::: LISTED ENTRIES :::

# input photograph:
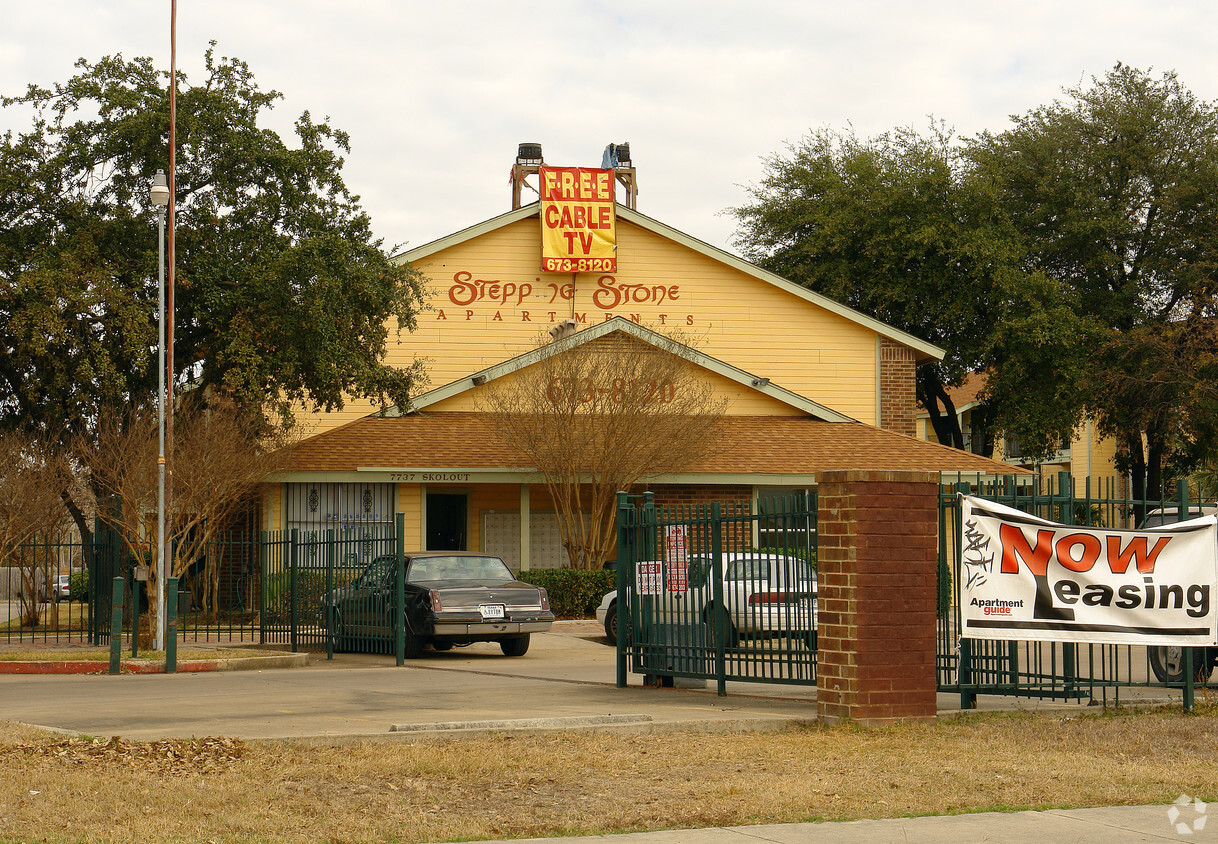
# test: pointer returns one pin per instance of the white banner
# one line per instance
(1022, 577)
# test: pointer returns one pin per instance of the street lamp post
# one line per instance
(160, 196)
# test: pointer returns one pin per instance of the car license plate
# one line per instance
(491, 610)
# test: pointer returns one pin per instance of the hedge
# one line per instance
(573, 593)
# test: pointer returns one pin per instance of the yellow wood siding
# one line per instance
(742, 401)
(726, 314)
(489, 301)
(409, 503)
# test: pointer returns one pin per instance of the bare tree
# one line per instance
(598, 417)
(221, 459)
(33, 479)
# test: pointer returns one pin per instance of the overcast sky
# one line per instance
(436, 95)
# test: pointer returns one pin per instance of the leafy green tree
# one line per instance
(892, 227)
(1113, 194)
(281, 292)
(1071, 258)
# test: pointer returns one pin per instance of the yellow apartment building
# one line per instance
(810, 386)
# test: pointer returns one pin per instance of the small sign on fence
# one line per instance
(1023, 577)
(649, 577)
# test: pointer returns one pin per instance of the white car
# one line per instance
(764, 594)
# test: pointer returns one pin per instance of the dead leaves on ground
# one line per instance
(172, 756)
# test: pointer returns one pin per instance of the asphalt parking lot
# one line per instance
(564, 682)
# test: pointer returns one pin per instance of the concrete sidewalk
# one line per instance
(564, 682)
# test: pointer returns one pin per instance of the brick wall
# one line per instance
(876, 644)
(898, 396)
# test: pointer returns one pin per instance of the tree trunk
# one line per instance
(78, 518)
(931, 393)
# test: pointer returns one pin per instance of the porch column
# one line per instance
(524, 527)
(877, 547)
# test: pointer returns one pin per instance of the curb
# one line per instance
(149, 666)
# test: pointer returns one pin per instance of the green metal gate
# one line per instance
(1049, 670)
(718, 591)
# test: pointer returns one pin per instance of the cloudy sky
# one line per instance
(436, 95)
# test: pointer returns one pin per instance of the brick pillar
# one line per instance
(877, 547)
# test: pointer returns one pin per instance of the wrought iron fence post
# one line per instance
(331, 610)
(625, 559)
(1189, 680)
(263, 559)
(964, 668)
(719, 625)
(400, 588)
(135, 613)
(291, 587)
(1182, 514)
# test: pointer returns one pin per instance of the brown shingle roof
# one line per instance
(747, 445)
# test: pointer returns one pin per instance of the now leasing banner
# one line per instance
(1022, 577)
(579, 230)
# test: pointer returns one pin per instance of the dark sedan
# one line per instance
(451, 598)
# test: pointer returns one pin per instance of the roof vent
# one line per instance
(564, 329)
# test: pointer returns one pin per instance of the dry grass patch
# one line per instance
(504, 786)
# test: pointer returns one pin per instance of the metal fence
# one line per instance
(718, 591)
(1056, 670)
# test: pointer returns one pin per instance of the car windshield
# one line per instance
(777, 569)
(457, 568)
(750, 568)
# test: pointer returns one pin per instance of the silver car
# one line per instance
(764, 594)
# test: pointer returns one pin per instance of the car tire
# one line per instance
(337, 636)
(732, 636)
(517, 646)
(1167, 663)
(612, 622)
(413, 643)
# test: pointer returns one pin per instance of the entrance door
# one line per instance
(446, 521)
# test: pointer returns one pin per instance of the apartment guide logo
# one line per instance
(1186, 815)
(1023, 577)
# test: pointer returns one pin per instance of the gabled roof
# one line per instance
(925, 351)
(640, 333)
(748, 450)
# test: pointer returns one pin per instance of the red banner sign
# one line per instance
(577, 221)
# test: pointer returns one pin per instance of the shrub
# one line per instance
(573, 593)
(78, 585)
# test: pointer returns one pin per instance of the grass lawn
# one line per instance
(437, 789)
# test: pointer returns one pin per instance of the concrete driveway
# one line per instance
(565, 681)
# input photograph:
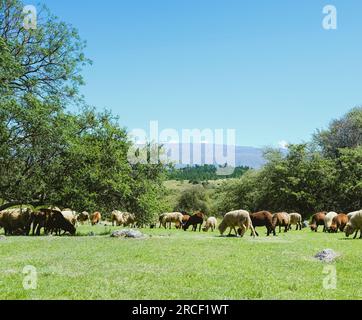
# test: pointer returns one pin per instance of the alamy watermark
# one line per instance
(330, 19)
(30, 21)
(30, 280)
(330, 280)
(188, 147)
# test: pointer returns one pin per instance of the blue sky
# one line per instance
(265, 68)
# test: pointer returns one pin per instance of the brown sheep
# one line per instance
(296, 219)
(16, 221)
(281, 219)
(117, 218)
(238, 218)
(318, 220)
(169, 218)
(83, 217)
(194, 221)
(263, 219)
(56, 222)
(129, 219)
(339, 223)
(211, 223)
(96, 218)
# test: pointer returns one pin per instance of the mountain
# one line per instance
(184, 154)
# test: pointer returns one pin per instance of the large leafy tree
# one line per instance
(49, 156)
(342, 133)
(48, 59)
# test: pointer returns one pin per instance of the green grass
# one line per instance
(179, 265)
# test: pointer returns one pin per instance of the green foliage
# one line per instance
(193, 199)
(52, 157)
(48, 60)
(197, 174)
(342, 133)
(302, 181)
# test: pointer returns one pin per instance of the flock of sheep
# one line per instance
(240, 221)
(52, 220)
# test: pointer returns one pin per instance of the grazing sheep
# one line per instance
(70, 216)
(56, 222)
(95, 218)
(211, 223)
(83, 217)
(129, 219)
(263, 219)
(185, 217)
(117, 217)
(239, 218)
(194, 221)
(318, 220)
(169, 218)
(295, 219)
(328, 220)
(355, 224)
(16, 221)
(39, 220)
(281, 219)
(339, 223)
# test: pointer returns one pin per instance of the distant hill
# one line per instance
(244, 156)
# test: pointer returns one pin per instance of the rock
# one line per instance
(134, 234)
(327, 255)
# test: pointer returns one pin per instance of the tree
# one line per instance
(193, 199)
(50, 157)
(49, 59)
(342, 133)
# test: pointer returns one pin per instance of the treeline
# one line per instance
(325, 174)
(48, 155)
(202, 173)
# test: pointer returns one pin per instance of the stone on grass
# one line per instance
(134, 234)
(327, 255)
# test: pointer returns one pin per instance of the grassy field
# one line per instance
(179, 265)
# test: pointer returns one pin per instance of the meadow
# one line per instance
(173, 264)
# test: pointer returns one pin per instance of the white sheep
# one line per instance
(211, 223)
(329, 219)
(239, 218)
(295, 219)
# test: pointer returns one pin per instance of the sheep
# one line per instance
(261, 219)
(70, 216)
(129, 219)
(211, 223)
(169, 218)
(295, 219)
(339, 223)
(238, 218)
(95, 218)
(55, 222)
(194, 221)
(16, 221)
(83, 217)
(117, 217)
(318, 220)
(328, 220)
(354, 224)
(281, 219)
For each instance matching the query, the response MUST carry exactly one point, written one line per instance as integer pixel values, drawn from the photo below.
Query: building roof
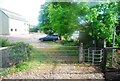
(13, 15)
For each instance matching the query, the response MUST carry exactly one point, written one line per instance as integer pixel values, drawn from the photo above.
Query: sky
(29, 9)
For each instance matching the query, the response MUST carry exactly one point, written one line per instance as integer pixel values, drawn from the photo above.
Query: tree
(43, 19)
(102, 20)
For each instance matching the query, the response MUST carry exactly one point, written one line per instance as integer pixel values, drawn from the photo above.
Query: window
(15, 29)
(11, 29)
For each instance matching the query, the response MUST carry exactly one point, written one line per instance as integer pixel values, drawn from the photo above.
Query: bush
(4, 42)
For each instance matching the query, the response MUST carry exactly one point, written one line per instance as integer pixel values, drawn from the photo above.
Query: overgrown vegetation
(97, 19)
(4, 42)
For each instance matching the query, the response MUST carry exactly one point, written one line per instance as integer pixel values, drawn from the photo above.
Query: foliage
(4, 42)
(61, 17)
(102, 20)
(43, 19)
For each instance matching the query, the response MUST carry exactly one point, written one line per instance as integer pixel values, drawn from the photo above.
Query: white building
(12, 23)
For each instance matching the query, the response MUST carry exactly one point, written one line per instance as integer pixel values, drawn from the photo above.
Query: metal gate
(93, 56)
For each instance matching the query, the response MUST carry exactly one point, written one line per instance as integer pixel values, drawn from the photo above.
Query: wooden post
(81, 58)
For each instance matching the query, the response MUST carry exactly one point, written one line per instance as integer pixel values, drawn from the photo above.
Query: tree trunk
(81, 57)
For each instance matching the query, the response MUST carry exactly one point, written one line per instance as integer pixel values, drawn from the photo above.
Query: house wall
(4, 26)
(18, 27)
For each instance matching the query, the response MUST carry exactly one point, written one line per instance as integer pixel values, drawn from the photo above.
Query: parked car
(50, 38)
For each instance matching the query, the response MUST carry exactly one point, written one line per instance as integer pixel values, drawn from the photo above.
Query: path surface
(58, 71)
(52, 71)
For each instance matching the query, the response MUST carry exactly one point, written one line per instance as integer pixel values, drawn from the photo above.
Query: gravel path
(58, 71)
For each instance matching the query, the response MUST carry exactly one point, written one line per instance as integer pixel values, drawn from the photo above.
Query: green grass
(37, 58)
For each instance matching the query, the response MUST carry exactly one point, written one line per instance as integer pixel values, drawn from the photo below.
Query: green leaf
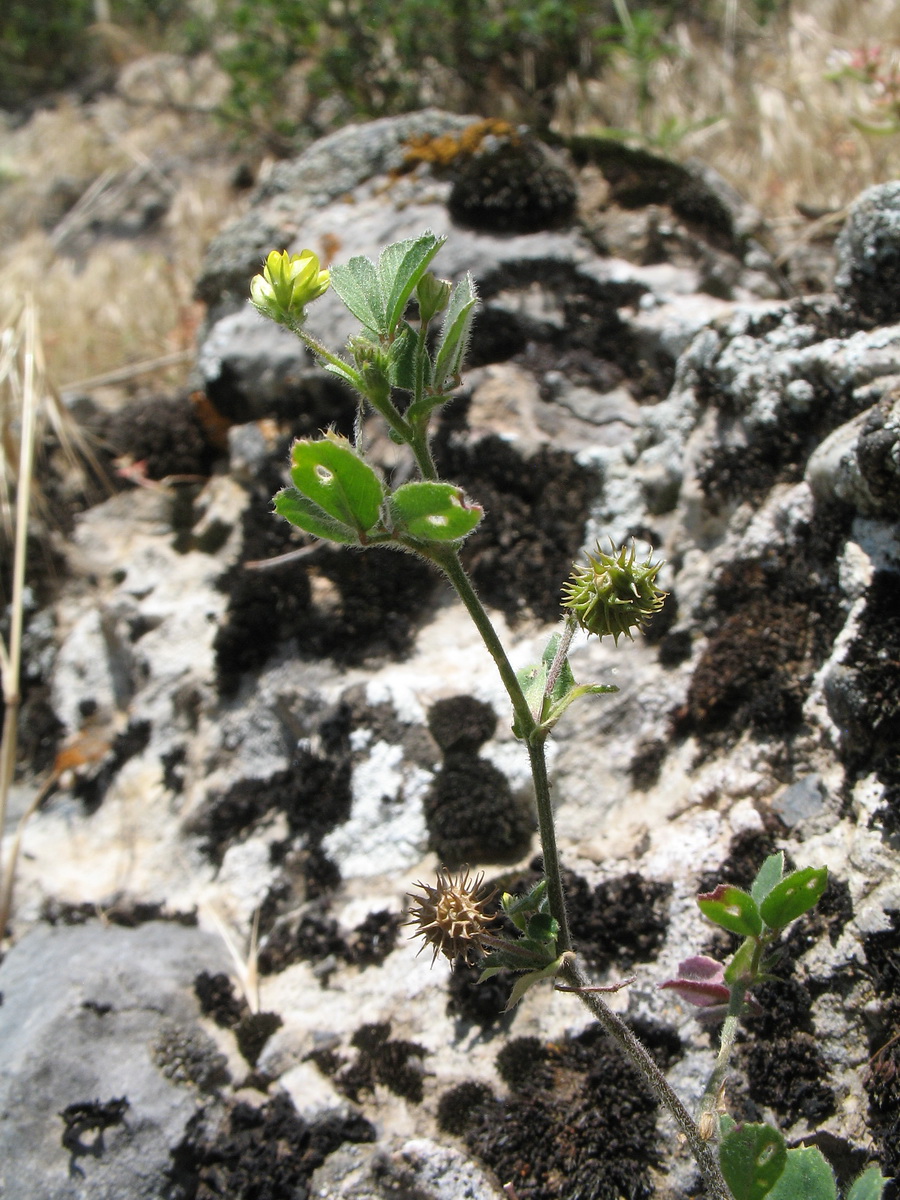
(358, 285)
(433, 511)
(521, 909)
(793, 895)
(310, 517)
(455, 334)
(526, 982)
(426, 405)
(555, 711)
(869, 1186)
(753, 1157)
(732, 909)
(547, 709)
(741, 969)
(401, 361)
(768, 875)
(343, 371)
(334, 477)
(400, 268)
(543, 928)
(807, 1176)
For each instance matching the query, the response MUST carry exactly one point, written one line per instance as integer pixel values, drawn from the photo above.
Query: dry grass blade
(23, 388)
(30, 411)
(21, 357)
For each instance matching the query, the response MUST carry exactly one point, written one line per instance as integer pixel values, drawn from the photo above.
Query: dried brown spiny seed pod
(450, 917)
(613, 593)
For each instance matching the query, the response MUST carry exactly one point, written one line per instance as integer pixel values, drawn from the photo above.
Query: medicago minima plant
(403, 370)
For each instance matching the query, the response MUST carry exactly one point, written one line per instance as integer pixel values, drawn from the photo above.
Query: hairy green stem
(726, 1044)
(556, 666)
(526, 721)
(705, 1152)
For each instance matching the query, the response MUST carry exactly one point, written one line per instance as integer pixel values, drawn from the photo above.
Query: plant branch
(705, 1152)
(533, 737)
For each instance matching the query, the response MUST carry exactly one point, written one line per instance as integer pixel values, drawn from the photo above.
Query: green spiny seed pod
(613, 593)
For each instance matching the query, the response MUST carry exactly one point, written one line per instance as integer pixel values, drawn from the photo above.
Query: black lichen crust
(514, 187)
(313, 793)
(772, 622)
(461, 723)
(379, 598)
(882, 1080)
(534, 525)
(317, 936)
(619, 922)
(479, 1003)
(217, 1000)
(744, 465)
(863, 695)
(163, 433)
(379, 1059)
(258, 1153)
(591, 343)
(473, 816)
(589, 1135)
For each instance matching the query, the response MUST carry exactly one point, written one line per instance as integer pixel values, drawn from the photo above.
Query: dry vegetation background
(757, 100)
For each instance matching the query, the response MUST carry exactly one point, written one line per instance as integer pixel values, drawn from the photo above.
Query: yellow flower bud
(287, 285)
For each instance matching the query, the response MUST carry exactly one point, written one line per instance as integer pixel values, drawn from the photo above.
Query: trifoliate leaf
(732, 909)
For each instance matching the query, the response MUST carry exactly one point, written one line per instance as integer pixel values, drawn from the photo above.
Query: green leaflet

:::

Copy out all lines from the records where the word "concrete" appears.

- _TASK ANSWER_
# test: pointer returns one pin per instance of the concrete sidewalk
# test: pointer returns one pin per instance of the concrete driveway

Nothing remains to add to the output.